(Collection entries)
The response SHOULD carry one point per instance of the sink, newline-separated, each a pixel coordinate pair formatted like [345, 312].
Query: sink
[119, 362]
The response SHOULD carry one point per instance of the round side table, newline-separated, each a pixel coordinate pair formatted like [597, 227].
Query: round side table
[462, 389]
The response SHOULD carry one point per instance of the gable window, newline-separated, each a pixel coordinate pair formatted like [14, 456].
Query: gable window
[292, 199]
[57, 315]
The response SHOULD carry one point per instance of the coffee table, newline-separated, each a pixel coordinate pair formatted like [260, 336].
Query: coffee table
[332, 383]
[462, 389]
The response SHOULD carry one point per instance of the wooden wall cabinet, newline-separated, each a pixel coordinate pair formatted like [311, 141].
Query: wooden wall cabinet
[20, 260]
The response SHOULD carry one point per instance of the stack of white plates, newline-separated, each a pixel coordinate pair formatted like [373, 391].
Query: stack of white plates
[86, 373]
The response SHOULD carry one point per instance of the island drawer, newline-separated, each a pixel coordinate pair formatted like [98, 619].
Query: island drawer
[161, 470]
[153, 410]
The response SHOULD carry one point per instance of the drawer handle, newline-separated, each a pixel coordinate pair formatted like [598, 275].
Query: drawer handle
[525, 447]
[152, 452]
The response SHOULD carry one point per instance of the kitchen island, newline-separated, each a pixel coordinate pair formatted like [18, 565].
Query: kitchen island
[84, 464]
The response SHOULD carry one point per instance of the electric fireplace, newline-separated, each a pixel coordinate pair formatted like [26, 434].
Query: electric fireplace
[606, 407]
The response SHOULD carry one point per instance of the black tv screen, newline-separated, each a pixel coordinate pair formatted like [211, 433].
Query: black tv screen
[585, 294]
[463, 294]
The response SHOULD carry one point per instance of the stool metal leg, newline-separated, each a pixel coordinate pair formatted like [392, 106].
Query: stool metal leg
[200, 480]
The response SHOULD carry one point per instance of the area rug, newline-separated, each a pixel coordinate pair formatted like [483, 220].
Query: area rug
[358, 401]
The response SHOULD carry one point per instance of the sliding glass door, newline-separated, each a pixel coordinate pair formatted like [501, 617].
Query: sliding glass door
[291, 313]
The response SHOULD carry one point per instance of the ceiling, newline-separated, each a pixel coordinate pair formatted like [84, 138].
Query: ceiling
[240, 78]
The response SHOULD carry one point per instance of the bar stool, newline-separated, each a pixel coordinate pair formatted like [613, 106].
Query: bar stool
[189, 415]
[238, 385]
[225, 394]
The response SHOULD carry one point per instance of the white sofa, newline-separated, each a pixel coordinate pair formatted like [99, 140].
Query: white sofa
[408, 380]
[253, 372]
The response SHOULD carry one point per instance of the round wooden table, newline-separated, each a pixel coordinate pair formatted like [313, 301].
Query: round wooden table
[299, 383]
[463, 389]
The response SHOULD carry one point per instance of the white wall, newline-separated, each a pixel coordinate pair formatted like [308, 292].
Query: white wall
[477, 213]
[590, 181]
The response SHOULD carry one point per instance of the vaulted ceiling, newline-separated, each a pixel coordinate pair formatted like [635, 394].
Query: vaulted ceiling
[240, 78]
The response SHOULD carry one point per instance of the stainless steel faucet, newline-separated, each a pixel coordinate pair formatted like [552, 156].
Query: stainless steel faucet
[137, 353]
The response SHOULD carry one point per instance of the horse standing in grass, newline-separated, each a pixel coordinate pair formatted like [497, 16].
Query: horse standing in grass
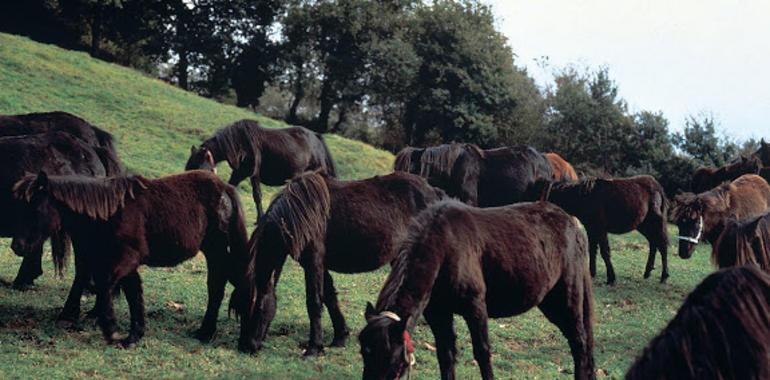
[722, 331]
[54, 152]
[562, 170]
[618, 206]
[481, 263]
[744, 242]
[703, 216]
[264, 155]
[707, 178]
[120, 223]
[484, 178]
[326, 224]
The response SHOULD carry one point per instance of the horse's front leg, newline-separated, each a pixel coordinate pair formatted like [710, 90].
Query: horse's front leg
[312, 262]
[132, 287]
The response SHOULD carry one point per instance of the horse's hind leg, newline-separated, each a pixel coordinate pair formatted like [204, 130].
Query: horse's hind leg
[132, 288]
[341, 331]
[566, 307]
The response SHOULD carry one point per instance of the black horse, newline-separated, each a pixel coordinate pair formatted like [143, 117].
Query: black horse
[722, 331]
[481, 263]
[54, 152]
[264, 155]
[483, 178]
[326, 224]
[120, 223]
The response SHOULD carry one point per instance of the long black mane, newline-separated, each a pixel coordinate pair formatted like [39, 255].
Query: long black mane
[722, 331]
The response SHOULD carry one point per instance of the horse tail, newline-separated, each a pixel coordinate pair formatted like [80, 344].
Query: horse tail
[61, 247]
[242, 268]
[331, 168]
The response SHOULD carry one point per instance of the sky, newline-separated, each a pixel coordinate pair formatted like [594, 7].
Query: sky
[680, 57]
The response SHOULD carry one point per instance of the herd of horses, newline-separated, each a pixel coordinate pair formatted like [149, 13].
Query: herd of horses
[481, 233]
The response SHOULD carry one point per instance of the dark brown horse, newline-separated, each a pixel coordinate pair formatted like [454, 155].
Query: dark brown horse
[744, 242]
[703, 216]
[326, 224]
[120, 223]
[57, 153]
[562, 170]
[618, 206]
[483, 178]
[264, 155]
[481, 263]
[707, 178]
[722, 331]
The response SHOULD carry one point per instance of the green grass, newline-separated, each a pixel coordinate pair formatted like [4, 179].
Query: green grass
[155, 125]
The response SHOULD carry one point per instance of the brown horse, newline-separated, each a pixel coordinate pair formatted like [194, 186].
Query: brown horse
[618, 206]
[703, 216]
[481, 263]
[120, 223]
[722, 331]
[264, 155]
[744, 242]
[707, 178]
[326, 224]
[562, 170]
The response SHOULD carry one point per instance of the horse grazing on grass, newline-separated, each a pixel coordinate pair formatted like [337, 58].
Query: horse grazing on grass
[618, 206]
[481, 263]
[56, 153]
[264, 155]
[326, 224]
[707, 178]
[483, 178]
[120, 223]
[703, 216]
[744, 242]
[562, 170]
[722, 331]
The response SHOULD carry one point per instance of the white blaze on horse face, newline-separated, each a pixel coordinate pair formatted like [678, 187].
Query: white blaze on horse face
[696, 239]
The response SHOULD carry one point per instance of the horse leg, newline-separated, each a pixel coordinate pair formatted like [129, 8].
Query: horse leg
[442, 325]
[216, 282]
[604, 246]
[256, 193]
[132, 288]
[313, 264]
[31, 268]
[568, 307]
[476, 320]
[341, 331]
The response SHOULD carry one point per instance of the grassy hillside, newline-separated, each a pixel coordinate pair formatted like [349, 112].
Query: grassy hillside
[155, 125]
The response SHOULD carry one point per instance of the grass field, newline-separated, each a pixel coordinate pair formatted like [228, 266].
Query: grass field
[155, 125]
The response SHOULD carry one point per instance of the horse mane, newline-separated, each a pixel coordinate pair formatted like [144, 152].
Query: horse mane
[721, 331]
[98, 198]
[301, 211]
[750, 240]
[235, 141]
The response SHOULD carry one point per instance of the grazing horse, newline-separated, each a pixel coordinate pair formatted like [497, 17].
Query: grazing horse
[722, 331]
[707, 178]
[481, 263]
[744, 242]
[483, 178]
[704, 215]
[326, 224]
[120, 223]
[562, 170]
[53, 152]
[618, 206]
[264, 155]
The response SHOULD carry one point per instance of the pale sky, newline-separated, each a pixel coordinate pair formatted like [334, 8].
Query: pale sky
[676, 56]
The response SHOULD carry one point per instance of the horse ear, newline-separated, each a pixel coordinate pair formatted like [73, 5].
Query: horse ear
[370, 312]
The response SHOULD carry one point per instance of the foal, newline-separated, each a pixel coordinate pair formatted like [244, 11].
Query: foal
[120, 223]
[480, 263]
[618, 206]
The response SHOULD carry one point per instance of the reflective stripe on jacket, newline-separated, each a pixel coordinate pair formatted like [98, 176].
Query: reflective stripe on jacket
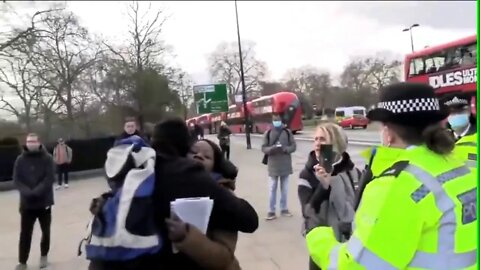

__Set problem__
Output every line of the items above as a JSON list of strings, one string per line, skipping blank lines. Leave the pictures out.

__Response to this exercise__
[
  "The response SHOULD carry one point per instance of the sink, newline-separated, each a pixel coordinate pair formatted like [345, 312].",
  "Query: sink",
  "[119, 362]",
  "The response SHOULD carry one point per instance of the round side table, newline-separated, each a pixel coordinate pair formatted like [597, 227].",
  "Query: round side table",
  "[462, 389]",
  "The response SHOULD carry one point per instance of the gable window, newline-separated, each a pixel coordinate pair formatted like [14, 456].",
  "Query: gable window",
  "[292, 199]",
  "[57, 315]",
  "The response SHOULD carry one point per instance of the coffee table, newline-separated, each a pixel coordinate pair formatted like [260, 336].",
  "Query: coffee table",
  "[332, 383]",
  "[462, 389]",
  "The response SHOULD carry one point per instance of the wooden wall cabinet, newline-separated, each a pixel coordinate pair formatted like [311, 141].",
  "Query: wooden wall cabinet",
  "[20, 260]",
  "The response SHOULD carry one point per instance of the stack of white plates, newline-separated, each a pixel coordinate pair formatted like [373, 391].",
  "Query: stack of white plates",
  "[86, 373]",
  "The response SHOULD carry one point per instance of the island drawer, newline-separated, each a pixel coordinate pair formatted like [98, 619].",
  "Query: island drawer",
  "[161, 470]",
  "[153, 410]",
  "The response SHOULD carry one point per instance of the drawer handle, newline-separated, each a pixel coordinate pair formatted like [598, 275].",
  "Query: drawer handle",
  "[525, 447]",
  "[152, 452]",
  "The response SHOULD carry one point per instance of the kitchen island, newline-separated, each a pixel coordinate pair formatted like [18, 565].",
  "Query: kitchen island",
  "[84, 464]",
  "The response SHOULD carry one point per instance of the electric fireplace, newline-separated, each a pixel coordinate pair formatted like [26, 434].",
  "Query: electric fireplace",
  "[606, 407]",
  "The response SHOULD carry one point per instance of the black tv screen, newline-separated, each a pixel coordinate pair formatted like [211, 433].",
  "Query: black tv screen",
  "[585, 294]",
  "[463, 294]",
  "The response SHOULD carry one point per instance of the stool metal leg, newline-separated, each a pixel coordinate pair formatted like [392, 106].",
  "Query: stool metal leg",
  "[200, 480]",
  "The response SHOULD carry one point per instance of the area rug, newline-separated, each a pixel coordinate pair formatted like [483, 220].",
  "Query: area rug",
  "[358, 401]",
  "The response SHOULD carry one point per instance of the sliding glass door, newline-separated, each a pixel coordinate pair formatted like [501, 617].",
  "Query: sliding glass door",
  "[291, 313]",
  "The response SHOULD carry one point per instance of the ceiling, newline-separated, each a pixel coordinate pair formatted like [84, 138].",
  "Query: ceiling",
  "[240, 78]",
  "The response SHOULD carry one point per instance of the bar stool, newline-separated, each a pixel coordinate pair formatted like [613, 106].",
  "Query: bar stool",
  "[189, 415]",
  "[238, 385]",
  "[225, 394]",
  "The response SHOULD carry one point per instance of the white sofa, newline-separated, each a pixel coordinate pair formatted like [99, 140].",
  "Query: white sofa",
  "[408, 380]",
  "[253, 372]",
  "The response SHOULD carry one point per instance of the round wooden table, newline-separated, each a pixel coordinate pair formatted like [313, 301].",
  "Query: round wooden table",
  "[299, 383]",
  "[463, 389]",
  "The response SHOULD carry one point per instance of the white wall, newline-separated, each a pixel coordinate pair formatted like [308, 292].",
  "Query: white wall",
  "[477, 213]",
  "[590, 181]",
  "The response SHOULD carry one point per instance of the vaulted ceiling, newline-separated, each a pixel coordinate pair formatted like [635, 394].",
  "Query: vaulted ceiling",
  "[240, 78]",
  "The response SHOULD carry one point per instance of the stainless steel faucet, newline-separated, each a pixel coordinate pair formatted like [552, 156].",
  "Query: stainless steel faucet",
  "[137, 353]",
  "The response SHOULD carry one point per instance of the horse standing in grass, newline-separated, each a pixel coordinate pair formatted like [497, 16].",
  "Query: horse standing in grass",
  "[722, 331]",
  "[54, 152]",
  "[562, 170]",
  "[618, 206]",
  "[481, 263]",
  "[744, 242]",
  "[703, 216]",
  "[264, 155]",
  "[707, 178]",
  "[120, 223]",
  "[484, 178]",
  "[326, 224]",
  "The response SHOULD carry one point per instance of the horse's front leg, newline-separated, each a pixel coordinate pair formatted like [710, 90].",
  "Query: horse's front leg",
  "[312, 262]",
  "[132, 287]",
  "The response SHOULD carry one point per instance of the horse's hind leg, newline-separated, each a pixel coordinate pair formatted like [204, 130].",
  "Query: horse's hind leg",
  "[132, 288]",
  "[341, 331]",
  "[566, 307]",
  "The response SHOULD carry one point per instance of the black horse, newline-separated, each a pixel coordinate pair formatted like [143, 117].",
  "Query: black horse",
  "[722, 331]",
  "[481, 263]",
  "[54, 152]",
  "[264, 155]",
  "[483, 178]",
  "[326, 224]",
  "[120, 223]",
  "The response SHOULD carry one point per instance of the long black mane, newline-separated, each a pixel coordinate pair formatted like [39, 255].",
  "Query: long black mane",
  "[722, 331]",
  "The response SHOULD carry one point per instance of the horse tail, newline-separated, each a pixel coordinate pair formatted like [80, 344].",
  "Query: horse tail",
  "[61, 247]",
  "[242, 268]",
  "[331, 168]",
  "The response SHOULD carry one point per instance of the sky, newline-separated, each a pixel coordinate pair formatted like [594, 7].",
  "Query: sky",
  "[680, 57]",
  "The response SHOULD carry one point per instance of the herd of horses, newline-separated, each a pixel coordinate pair formatted like [149, 13].",
  "Query: herd of horses",
  "[481, 233]",
  "The response SHOULD carry one point per instance of the dark brown horse, newline-separated, each a pixel coordinate pair formatted like [454, 155].",
  "Query: dark brown horse",
  "[744, 242]",
  "[703, 216]",
  "[326, 224]",
  "[120, 223]",
  "[57, 153]",
  "[562, 170]",
  "[618, 206]",
  "[483, 178]",
  "[264, 155]",
  "[481, 263]",
  "[707, 178]",
  "[722, 331]",
  "The response SHOULD carry one point per instance of the green grass, newline-separated, each a pixel coordinate pair formatted like [4, 179].",
  "Query: green grass",
  "[155, 125]",
  "The response SHOULD carry one point per instance of the brown horse, newline-separated, each a pixel coordinate pair formatted like [194, 186].",
  "Query: brown horse",
  "[618, 206]",
  "[703, 216]",
  "[481, 263]",
  "[120, 223]",
  "[722, 331]",
  "[264, 155]",
  "[744, 242]",
  "[707, 178]",
  "[326, 224]",
  "[562, 170]",
  "The response SHOULD carry one point per instance of the horse grazing on grass, newline-separated, each a pixel coordinate pair formatted like [337, 58].",
  "Query: horse grazing on grass",
  "[618, 206]",
  "[481, 263]",
  "[56, 153]",
  "[264, 155]",
  "[326, 224]",
  "[707, 178]",
  "[483, 178]",
  "[120, 223]",
  "[703, 216]",
  "[744, 242]",
  "[562, 170]",
  "[722, 331]",
  "The response SHOULD carry one point per instance of the white blaze on horse face, newline-separated, each a pixel coordinate pair formatted like [678, 187].",
  "Query: white blaze on horse face",
  "[696, 239]",
  "The response SHOULD carry one point per instance of the horse leg, newline-separated, each a pixel coordinate pair formatted like [129, 8].",
  "Query: horse leg",
  "[442, 325]",
  "[216, 282]",
  "[604, 246]",
  "[256, 193]",
  "[132, 288]",
  "[313, 264]",
  "[31, 268]",
  "[568, 307]",
  "[476, 320]",
  "[341, 331]",
  "The response SHOULD carry one point per instance of the grassy hillside, newline-separated, each a pixel coordinate pair formatted like [349, 112].",
  "Query: grassy hillside",
  "[155, 125]",
  "The response SHOULD carry one point per instance of the grass field, newline-separated, each a pixel coordinate pair formatted like [228, 266].",
  "Query: grass field",
  "[155, 125]",
  "The response SHOULD carry one point per instance of the horse mane, newline-separated, each a pixel coordinate pair formatted like [144, 152].",
  "Query: horse mane",
  "[721, 331]",
  "[98, 198]",
  "[301, 211]",
  "[750, 240]",
  "[235, 141]",
  "The response SHOULD carry one point per instance of the grazing horse, newline-separated, each a pixel coordinate pair formatted like [497, 17].",
  "Query: grazing horse",
  "[722, 331]",
  "[707, 178]",
  "[481, 263]",
  "[744, 242]",
  "[483, 178]",
  "[704, 215]",
  "[326, 224]",
  "[120, 223]",
  "[562, 170]",
  "[53, 152]",
  "[618, 206]",
  "[264, 155]",
  "The response SHOULD carry one point per instance of the pale sky, newline-separated, each a pixel coordinate pair formatted like [334, 8].",
  "Query: pale sky",
  "[676, 56]",
  "The response SHOULD carry one point per instance of the horse ear, newline-separated, each a pixel coordinate pair formatted like [73, 5].",
  "Query: horse ear",
  "[370, 312]",
  "The response SHOULD carry one point per instance of the foal, newline-separated, each a pixel coordinate pair formatted like [244, 11].",
  "Query: foal",
  "[120, 223]",
  "[480, 263]",
  "[618, 206]",
  "The response SHOULD carry one point per instance of the reflective stripe on jacket, newline-separated, each a pixel coordinate pair formatted like [98, 176].",
  "Query: reflective stripe on jacket"
]